TEXT FOR ANALYSIS -
○ ○ ○ ○ ○ ○ ○

From our results, HRs of CSS and OS were reported in 16 studies, respectively. RP showed more survival benefits than RT on CSS (HR 0.72, 95% CI 0.58–0.90, P = 0.003, I2 = 80%; Fig. 2a) and OS (HR 0.80, 95% CI 0.70–0.92, P = 0.002, I2 = 77%; Fig. 2b) for patients with high-risk PCa.

Fig. 2
figure2

a Forest plot of HR for CSS following RP and RT; (b) forest plot of HR for OS following RP and RT

Although no significant difference was found between RP and RT on CRFS (HR 0.86, 95% CI 0.52–1.42, P = 0.55, I2= 72%; Fig. 3c), patients treated with RP had a worse outcome of BRFS (HR 1.57, 95% CI 1.19–2.09, P = 0.002, I2 = 64%; Fig. 3a) and MFS (HR 2.44, 95% CI 1.05–5.65, P = 0.04, I2 = 88%; Fig. 3b). Taken together, these results suggested that RT could bring better biochemical and metastasis control than RP, although RP could prolong the OS and CSS of these patients.

Fig. 3
figure3

a Forest plot of HR for BRFS following RP and RT; (b) forest plot of HR for MFS following RP and RT; (c) forest plot of HR for CRFS following RP and RT

Effect of RP versus RT in high GS subgroup

Some studies reported that PCa patients with GS 9–10 had a particularly aggressive disease [41, 42]. So, we conducted a subgroup analysis for patients with high GS 9–10. Only 3 articles separately compared RP to RT for patients with high GS 9–10 [34, 36, 40]. RT was associated with improved CSS (HR 1.58, 95% CI 1.09–2.30, P = 0.02, I2 = 62%; Fig. 4a) and similar OS (HR 1.10, 95% CI 0.90–1.35, P = 0.36, I2 = 52%; Fig. 4b) compared to RP in patients with high GS. RT seemed to have similar or even better survival benefit than RP for these patients. As for other outcomes, only Kishan and colleagues reported that no significant difference was found between RP and EBRT on MFS, while EBRT + BT was associated with longer time to distant metastasis compared to RP [36].

Fig. 4
figure4

a Forest plot of HR for CSS following RP and RT in the “high GS” subgroup; (b) Forest plot of HR for OS following RP and RT in the “high GS” subgroup. High GS was defined as GS: 9-10

Effect of RP versus RT in different T stage subgroups

Subgroup analysis was conducted according to the T stage. Due to data limitations, we cannot directly compare the data with complete high T stage and data with complete low T stage. We can only separate two relatively high and low T stage subgroups according to the ratio of different T stages. Then we selected 60% as the cut-off point based on the characteristics of the included studies. Low T stage subgroup was defined as studies that included > 60% patients with ≤ T2 stage and high T stage subgroup was defined as studies that included < 60% patients with ≤ T2 stage.

○ ○ ○ ○ ○ ○ ○

DATA PROVIDED -
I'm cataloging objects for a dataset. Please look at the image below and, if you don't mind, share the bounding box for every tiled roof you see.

○ ○ ○ ○ ○ ○ ○

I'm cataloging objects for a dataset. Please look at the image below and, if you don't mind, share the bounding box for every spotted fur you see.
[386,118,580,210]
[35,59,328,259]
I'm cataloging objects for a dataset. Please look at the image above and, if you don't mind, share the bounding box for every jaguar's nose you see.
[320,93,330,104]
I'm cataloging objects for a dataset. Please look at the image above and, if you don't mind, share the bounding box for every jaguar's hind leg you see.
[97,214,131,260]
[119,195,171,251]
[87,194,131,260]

○ ○ ○ ○ ○ ○ ○

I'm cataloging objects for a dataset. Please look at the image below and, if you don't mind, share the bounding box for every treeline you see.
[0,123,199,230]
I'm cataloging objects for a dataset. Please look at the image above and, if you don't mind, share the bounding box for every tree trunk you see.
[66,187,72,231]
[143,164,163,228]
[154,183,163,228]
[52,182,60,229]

○ ○ ○ ○ ○ ○ ○

COMPLETE THE FOLLOWING -
#1 In the meta-analysis excerpt comparing RP and RT, why was a separate subgroup analysis done for patients with GS 9–10? Answer in one to three sentences.
#2 Answer these questions on the meta-analysis excerpt:
(a) What HR for CSS was reported for RP versus RT in patients with high-risk PCa?
(b) How many articles separately compared RP to RT for patients with GS 9–10?
(c) What cut-off point was chosen to define the T stage subgroups?
#3 Summarize the meta-analysis excerpt in two sentences.
These data were taken from a separate source.

EXERCISE SOLUTIONS -
#1 Some studies reported that PCa patients with GS 9–10 had particularly aggressive disease. For that reason, a subgroup analysis was conducted for these patients.

#2
(a) HR 0.72 (95% CI 0.58–0.90).
(b) Three articles.
(c) 60%.

#3 For patients with high-risk PCa, RP showed more survival benefit than RT on CSS and OS, but patients treated with RP had worse BRFS and MFS, and no significant difference was found on CRFS. In the GS 9–10 subgroup, RT was associated with improved CSS and similar OS compared to RP, and T stage subgroups were defined by whether more or less than 60% of a study's patients had ≤ T2 stage.